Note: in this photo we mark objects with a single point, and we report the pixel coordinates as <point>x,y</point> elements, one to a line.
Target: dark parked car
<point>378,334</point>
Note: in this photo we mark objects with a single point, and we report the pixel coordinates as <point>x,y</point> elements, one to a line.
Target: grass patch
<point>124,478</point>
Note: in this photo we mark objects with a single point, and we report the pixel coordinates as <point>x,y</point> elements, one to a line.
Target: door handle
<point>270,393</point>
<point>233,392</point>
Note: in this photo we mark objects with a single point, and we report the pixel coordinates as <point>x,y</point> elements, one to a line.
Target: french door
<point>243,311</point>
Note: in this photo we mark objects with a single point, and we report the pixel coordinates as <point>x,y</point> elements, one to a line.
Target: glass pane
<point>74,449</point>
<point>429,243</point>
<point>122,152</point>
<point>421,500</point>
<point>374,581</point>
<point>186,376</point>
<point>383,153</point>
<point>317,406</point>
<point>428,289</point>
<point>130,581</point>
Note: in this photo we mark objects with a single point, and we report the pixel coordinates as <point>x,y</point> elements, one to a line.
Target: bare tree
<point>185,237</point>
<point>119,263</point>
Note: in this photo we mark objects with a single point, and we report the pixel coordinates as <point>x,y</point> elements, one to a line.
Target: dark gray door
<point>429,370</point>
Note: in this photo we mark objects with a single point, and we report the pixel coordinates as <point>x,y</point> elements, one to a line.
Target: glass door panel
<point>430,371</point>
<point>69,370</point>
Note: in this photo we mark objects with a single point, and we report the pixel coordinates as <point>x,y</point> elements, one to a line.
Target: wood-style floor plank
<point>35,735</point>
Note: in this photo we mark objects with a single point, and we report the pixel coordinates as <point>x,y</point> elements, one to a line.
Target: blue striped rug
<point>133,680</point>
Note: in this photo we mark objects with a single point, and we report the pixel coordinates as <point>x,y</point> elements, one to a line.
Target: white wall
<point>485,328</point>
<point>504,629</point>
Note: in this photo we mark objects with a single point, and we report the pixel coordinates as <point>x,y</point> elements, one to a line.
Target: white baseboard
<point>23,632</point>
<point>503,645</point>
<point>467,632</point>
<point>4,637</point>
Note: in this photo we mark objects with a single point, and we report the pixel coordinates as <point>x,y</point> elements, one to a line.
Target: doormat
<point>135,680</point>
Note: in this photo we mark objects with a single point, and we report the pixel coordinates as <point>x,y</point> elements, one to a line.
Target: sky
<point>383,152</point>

####################

-- About this exercise --
The records above must be transcribed in full, word for word.

-- Answer space --
Note: in this photo we mark objects with a single point, and we report the pixel coordinates as <point>x,y</point> elements, one to a line.
Target: dark parked car
<point>378,334</point>
Note: in this photo we mark objects with a single point, and we report the pixel coordinates as <point>x,y</point> elements, one to a line.
Target: grass patch
<point>124,478</point>
Note: in this photo we mark objects with a single point, and we report the pixel coordinates as <point>x,y</point> elements, one to a line.
Target: door handle
<point>270,393</point>
<point>233,392</point>
Note: in this photo we mark objects with a single point, and we report the pixel coordinates as <point>x,y</point> elements, one to a line.
Target: french door
<point>243,311</point>
Note: in this photo we mark objects with a single point, and we report the pixel coordinates as <point>x,y</point> elements, one to a line.
Target: glass pane
<point>74,449</point>
<point>429,243</point>
<point>122,152</point>
<point>421,500</point>
<point>374,581</point>
<point>186,376</point>
<point>383,153</point>
<point>317,406</point>
<point>428,289</point>
<point>130,581</point>
Note: in this photo we mark objects with a single point, and we report the pixel coordinates as <point>x,y</point> elements, one to a line.
Target: bare tree
<point>185,237</point>
<point>119,263</point>
Note: in this photo we mark objects with a single point, and we report the pixel coordinates as <point>x,y</point> elements, one to a line.
Target: dark gray door
<point>429,370</point>
Note: in this photo we mark objects with a single point, and we report the pixel coordinates as <point>x,y</point> elements, one to a line.
Target: glass door panel
<point>430,371</point>
<point>69,370</point>
Note: in this photo we mark objects with a single point, and we report the pixel coordinates as <point>x,y</point> elements, one to a line.
Target: wood-style floor plank
<point>35,735</point>
Note: in this photo we mark objects with a single point, and we report the pixel coordinates as <point>x,y</point> elements, one to a line.
Target: blue striped rug
<point>133,680</point>
Note: in this photo we mark objects with a single point, and we report the pixel coordinates as <point>x,y</point> elements, one to a line.
Target: white wall
<point>485,328</point>
<point>504,629</point>
Note: in this photo we mark objects with a single point, and we report the pixel coordinates as <point>x,y</point> elements, one to a line.
Target: white baseboard
<point>23,632</point>
<point>503,645</point>
<point>467,632</point>
<point>4,637</point>
Note: in this photo we mark objects with a single point, and we report the pixel coordinates as <point>x,y</point> elements, one to a line.
Target: doormat
<point>135,680</point>
Note: in this photo we mark objects with a single point, and we report the pixel coordinates as <point>x,y</point> elements, one to a line.
Target: sky
<point>383,152</point>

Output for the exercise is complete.